▸ **Given task**
Convert the items starting at the line that contains "Pin every instance of the white light" and ending at the last item into a two-column CSV with the header instruction,points. Each item gets one row, with its wording and its answer each in a single quoted field and any line breaks replaced by spaces.

▸ **Material supplied**
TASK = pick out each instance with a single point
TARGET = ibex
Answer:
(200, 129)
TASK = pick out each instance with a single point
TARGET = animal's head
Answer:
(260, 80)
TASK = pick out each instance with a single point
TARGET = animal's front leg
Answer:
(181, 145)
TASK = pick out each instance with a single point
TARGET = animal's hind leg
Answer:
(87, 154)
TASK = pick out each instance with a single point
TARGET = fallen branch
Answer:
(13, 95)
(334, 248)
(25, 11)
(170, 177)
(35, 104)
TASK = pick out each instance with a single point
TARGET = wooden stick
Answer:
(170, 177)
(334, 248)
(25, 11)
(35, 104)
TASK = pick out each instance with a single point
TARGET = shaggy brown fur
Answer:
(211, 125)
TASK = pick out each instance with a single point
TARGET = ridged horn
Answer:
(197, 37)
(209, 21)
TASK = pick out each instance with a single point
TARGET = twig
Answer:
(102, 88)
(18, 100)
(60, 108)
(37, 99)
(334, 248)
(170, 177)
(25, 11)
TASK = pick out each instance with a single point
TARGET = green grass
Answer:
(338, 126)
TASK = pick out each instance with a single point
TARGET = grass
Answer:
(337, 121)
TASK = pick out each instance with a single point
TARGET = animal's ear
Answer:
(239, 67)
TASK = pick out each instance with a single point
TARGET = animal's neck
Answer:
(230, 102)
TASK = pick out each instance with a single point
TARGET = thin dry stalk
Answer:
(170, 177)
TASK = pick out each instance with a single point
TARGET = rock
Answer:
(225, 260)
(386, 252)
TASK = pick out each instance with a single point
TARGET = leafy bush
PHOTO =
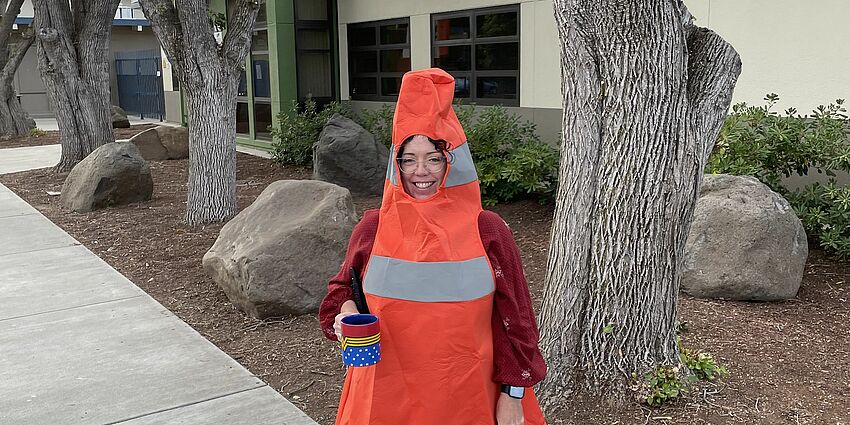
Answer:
(511, 160)
(299, 128)
(702, 365)
(666, 383)
(757, 141)
(659, 386)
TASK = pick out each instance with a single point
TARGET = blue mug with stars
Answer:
(361, 340)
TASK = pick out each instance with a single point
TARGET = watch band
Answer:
(513, 392)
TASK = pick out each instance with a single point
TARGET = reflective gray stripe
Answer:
(446, 281)
(462, 172)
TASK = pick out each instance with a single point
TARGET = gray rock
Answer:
(149, 145)
(119, 118)
(348, 155)
(745, 243)
(276, 256)
(163, 142)
(114, 174)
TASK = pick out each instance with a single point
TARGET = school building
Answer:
(503, 52)
(134, 57)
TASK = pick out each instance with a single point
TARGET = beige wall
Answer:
(28, 82)
(539, 52)
(795, 48)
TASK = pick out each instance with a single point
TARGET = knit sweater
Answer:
(516, 356)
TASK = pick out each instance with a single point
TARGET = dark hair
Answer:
(440, 145)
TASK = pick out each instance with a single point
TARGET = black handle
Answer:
(357, 290)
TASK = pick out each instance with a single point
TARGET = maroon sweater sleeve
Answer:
(357, 255)
(516, 355)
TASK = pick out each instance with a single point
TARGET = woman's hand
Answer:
(509, 410)
(346, 309)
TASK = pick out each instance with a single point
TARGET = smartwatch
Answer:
(513, 392)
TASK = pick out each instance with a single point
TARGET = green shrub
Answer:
(298, 129)
(666, 383)
(757, 141)
(659, 386)
(702, 365)
(511, 160)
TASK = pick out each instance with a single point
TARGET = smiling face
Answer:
(423, 158)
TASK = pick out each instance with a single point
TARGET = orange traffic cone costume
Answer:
(431, 284)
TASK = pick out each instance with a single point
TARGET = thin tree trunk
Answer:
(14, 121)
(632, 160)
(209, 76)
(212, 151)
(72, 57)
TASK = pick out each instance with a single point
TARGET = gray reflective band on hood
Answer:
(442, 281)
(462, 169)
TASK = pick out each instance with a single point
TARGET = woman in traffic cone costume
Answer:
(458, 336)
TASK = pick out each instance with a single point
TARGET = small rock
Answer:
(114, 174)
(745, 243)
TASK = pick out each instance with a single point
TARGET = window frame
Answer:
(473, 41)
(315, 25)
(378, 48)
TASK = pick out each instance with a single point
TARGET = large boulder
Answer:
(276, 256)
(348, 155)
(114, 174)
(163, 142)
(119, 118)
(745, 243)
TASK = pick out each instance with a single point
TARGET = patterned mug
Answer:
(361, 340)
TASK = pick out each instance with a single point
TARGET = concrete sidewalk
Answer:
(79, 343)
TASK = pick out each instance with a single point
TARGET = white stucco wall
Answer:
(795, 48)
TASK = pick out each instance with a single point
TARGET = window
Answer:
(313, 43)
(480, 48)
(378, 56)
(260, 77)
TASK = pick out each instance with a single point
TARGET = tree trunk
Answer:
(645, 93)
(208, 72)
(14, 121)
(73, 47)
(212, 151)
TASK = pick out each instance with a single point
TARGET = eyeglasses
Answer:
(434, 164)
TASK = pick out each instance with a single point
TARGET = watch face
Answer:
(516, 392)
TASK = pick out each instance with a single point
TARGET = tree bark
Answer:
(14, 121)
(212, 152)
(645, 93)
(73, 47)
(209, 77)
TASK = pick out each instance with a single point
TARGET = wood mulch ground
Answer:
(52, 137)
(789, 362)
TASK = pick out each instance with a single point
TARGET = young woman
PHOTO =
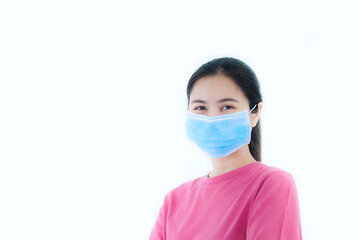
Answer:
(241, 198)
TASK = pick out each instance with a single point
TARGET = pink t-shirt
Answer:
(253, 202)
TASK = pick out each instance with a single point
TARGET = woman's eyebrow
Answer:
(219, 101)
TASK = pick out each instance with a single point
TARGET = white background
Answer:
(93, 97)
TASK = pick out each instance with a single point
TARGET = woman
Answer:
(241, 198)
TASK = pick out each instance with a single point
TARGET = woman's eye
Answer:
(199, 108)
(228, 106)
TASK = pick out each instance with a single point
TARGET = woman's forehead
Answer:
(215, 88)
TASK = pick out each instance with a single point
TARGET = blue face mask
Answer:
(219, 136)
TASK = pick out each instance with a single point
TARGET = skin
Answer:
(211, 89)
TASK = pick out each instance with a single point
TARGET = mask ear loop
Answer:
(253, 107)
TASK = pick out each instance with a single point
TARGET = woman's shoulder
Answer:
(275, 176)
(185, 187)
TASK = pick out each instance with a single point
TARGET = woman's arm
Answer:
(275, 213)
(158, 231)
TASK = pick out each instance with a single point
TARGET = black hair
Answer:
(246, 79)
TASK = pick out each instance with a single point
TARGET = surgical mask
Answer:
(221, 135)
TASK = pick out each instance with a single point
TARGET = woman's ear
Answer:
(255, 116)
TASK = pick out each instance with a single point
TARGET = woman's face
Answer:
(218, 95)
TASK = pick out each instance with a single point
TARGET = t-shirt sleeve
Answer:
(274, 214)
(159, 229)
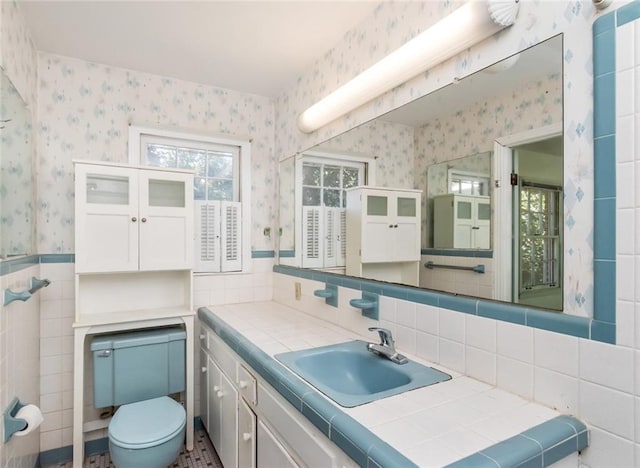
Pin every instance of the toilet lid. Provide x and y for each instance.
(146, 423)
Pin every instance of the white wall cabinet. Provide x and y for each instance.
(130, 218)
(461, 222)
(383, 234)
(263, 430)
(134, 254)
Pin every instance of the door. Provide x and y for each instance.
(537, 227)
(246, 436)
(377, 228)
(106, 219)
(166, 229)
(204, 390)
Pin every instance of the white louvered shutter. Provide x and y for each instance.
(311, 237)
(207, 231)
(231, 236)
(333, 233)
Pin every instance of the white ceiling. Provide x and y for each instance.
(257, 47)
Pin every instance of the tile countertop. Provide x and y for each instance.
(462, 421)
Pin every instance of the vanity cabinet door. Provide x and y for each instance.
(246, 436)
(132, 219)
(204, 390)
(271, 453)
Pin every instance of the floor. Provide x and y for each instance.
(202, 456)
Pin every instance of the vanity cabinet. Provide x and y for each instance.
(383, 234)
(131, 218)
(263, 429)
(461, 222)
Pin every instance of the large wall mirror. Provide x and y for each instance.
(15, 173)
(444, 146)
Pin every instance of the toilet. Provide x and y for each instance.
(137, 371)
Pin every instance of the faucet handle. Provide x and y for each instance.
(386, 338)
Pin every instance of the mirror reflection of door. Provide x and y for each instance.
(323, 209)
(537, 224)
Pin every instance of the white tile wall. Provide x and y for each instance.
(19, 364)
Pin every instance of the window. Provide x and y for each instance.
(221, 191)
(324, 179)
(468, 183)
(539, 236)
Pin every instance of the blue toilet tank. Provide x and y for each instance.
(136, 366)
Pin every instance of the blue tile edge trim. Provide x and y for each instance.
(572, 325)
(546, 443)
(602, 327)
(352, 438)
(91, 447)
(11, 266)
(458, 253)
(263, 254)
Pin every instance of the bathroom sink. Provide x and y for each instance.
(351, 375)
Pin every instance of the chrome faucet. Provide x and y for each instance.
(387, 347)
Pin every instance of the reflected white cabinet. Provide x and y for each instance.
(271, 453)
(383, 234)
(223, 415)
(131, 218)
(461, 222)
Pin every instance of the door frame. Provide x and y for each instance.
(503, 204)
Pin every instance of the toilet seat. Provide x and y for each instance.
(146, 423)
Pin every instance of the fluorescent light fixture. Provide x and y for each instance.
(471, 23)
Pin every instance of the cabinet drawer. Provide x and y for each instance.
(247, 385)
(306, 441)
(223, 356)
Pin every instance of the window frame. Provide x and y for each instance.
(324, 157)
(136, 134)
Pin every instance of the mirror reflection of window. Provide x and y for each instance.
(325, 184)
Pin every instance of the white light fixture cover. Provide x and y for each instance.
(471, 23)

▸ **Solution to this exercise**
instruction,points
"Pin every instance of the white light fixture cover. Provide x and y for each instance.","(471, 23)"